* **Request**
Copy each of the rows below word for word, changing nothing.
++++++++
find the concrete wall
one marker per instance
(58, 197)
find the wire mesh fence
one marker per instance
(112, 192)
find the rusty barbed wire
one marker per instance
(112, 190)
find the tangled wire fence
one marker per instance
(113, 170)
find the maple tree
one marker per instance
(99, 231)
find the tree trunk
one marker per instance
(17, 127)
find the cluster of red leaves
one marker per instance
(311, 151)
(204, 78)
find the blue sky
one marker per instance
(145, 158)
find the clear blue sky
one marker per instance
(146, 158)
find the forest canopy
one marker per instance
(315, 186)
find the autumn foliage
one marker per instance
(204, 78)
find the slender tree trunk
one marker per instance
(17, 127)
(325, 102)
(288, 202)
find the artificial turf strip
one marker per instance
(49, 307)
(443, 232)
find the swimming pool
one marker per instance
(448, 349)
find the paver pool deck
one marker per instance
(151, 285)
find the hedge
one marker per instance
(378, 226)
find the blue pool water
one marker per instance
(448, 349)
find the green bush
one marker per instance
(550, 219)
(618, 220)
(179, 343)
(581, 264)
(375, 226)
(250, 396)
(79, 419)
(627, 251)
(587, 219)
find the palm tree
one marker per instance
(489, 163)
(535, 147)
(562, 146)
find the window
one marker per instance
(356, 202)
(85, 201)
++++++++
* **Task solution**
find the concrete wall
one marker per instance
(58, 197)
find the wire mesh fence
one marker per instance
(112, 192)
find the rusty barbed wire
one marker per instance
(112, 190)
find the tangled wire fence
one marker per instance
(113, 170)
find the maple tree
one marker per instance
(99, 231)
find the tree trunk
one marker per instance
(17, 127)
find the cluster of red leaves
one marker per instance
(311, 151)
(204, 78)
find the blue sky
one marker per instance
(145, 158)
find the clear blue sky
one marker per instance
(146, 158)
find the forest canopy
one marker per instance
(315, 186)
find the autumn foliage
one marker per instance
(204, 78)
find the slender tree trunk
one marker per instance
(17, 127)
(325, 102)
(288, 202)
find the artificial turf strip
one marker per instance
(49, 307)
(443, 232)
find the swimming pool
one marker per instance
(448, 349)
find the paver pool deck
one marker per instance
(151, 285)
find the hedge
one marker per instance
(378, 226)
find the blue pool water
one marker per instance
(448, 349)
find the green bush
one marker per instance
(550, 219)
(618, 220)
(179, 343)
(581, 264)
(375, 226)
(250, 396)
(79, 419)
(627, 251)
(587, 219)
find the palm tree
one marker per instance
(489, 163)
(535, 147)
(562, 146)
find the window
one marker per instance
(356, 202)
(85, 201)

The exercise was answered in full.